▶ _Objectives_
1. In the benchmark notebook, how many folds and repeats does the cross-validation dataset configuration use?
2. Reproduce the benchmark notebook between "rootdir = Path('data/regression')" and "# tf.keras.utils.set_random_seed(SEED)", inclusive, substituting "base_dir" for every "rootdir".

## Dependencies

Install dependencies not available on Google Collab.
Collab provides numpy, pandas, sklearn, tensorflow, scipy, etc. (see requirements.txt)

In [None]:
!pip install pinard
!pip install scikeras

## Benchmark details

The results aggregate the combination of the following trainings configurations:
- estimation configuration: [regression, classification]
- datasets configurations: [Single Train, Cross validation with 5 folds and 2 repeats, Augmented Single Train]
- preprocessing configuration: [flat spectrum, savgol, haar, [small set], [big_set]]
- models: 
   - for all configuration: BACON, BACON-VG, DECON, PLS(components from 1 to 100), XGBoost, LW-PLS
   - for single train + small_set : Stack > [ BACON, BACON-VG, DECON, PLS(components from 1 to 100), XGBoost, LW-PLS,
   f_PLSRegression,f_AdaBoostRegressor,f_BaggingRegressor,f_ExtraTreesRegressor, f_GradientBoostingRegressor,f_RandomForestRegressor,
   f_ARDRegression,f_BayesianRidge,f_ElasticNet,f_ElasticNetCV,f_HuberRegressor, f_LarsCV,f_LassoCV,f_Lasso,f_LassoLars,f_LassoLarsCV,
   f_LassoLarsIC,f_LinearRegression,f_OrthogonalMatchingPursuit,f_OrthogonalMatchingPursuitCV, f_PassiveAggressiveRegressor,f_RANSACRegressor,
   f_Ridge,f_RidgeCV,f_SGDRegressor,f_TheilSenRegressor,f_GaussianProcessRegressor,f_KNeighborsRegressor, f_Pipeline,f_MLPRegressor,f_LinearSVR,
   f_NuSVR,f_SVR,f_DecisionTreeRegressor,f_ExtraTreeRegressor,f_KernelRidge,f_XGBRegressor]

We perform training in 2 steps, (1) data transformation and (2) training because the sklearn pipeline does not use test data natively.
To change with pinard update in the future.

In [None]:
### FAST GPU RESET ####
from numba import cuda 
device = cuda.get_current_device()
device.reset()

In [None]:
## Browse path and launch benchmark for every folders
%load_ext autoreload
%autoreload 2

from pathlib import Path
from preprocessings import preprocessing_list

from benchmark_loop import benchmark_dataset, benchmark_dataset_multiple

import tensorflow as tf

tf.get_logger().setLevel("ERROR")
tf.keras.mixed_precision.set_global_policy("mixed_float16")

rootdir = Path('data/regression')
folder_list = [f for f in rootdir.glob('**/*') if f.is_dir()]

SEED = ord('D') + 31373

# tf.keras.utils.set_random_seed(SEED)

Stored dataset items
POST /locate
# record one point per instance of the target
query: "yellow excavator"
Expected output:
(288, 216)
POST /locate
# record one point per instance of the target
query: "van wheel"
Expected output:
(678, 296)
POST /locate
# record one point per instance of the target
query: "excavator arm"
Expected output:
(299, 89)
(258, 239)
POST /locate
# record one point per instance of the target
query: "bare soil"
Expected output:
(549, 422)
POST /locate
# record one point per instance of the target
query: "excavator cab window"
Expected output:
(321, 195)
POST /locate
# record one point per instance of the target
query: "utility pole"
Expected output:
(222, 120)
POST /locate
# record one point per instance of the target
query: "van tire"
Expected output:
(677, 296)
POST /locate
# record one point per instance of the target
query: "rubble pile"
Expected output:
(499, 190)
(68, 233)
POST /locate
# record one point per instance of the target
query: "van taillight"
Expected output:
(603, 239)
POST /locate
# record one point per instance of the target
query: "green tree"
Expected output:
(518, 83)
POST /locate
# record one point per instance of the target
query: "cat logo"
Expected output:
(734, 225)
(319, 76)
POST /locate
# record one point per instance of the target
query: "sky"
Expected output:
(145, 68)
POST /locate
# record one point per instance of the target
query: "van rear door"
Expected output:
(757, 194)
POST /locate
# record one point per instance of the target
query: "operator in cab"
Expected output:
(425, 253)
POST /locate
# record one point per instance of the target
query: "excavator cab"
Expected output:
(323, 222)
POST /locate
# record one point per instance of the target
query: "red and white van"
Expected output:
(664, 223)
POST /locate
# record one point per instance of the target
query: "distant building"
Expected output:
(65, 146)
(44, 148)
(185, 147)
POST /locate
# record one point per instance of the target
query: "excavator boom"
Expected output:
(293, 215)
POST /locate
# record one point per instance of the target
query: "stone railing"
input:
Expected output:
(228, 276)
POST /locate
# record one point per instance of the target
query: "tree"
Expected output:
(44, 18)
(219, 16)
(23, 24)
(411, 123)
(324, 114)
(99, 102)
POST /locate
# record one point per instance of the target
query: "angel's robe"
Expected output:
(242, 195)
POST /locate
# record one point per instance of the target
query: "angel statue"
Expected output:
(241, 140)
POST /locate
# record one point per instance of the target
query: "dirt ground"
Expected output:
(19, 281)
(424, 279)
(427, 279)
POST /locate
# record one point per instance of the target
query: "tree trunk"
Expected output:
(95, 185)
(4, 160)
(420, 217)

▶ _Results of the exercise_
1. 5 folds and 2 repeats

2.
base_dir = Path('data/regression')
folder_list = [f for f in base_dir.glob('**/*') if f.is_dir()]

SEED = ord('D') + 31373

# tf.keras.utils.set_random_seed(SEED)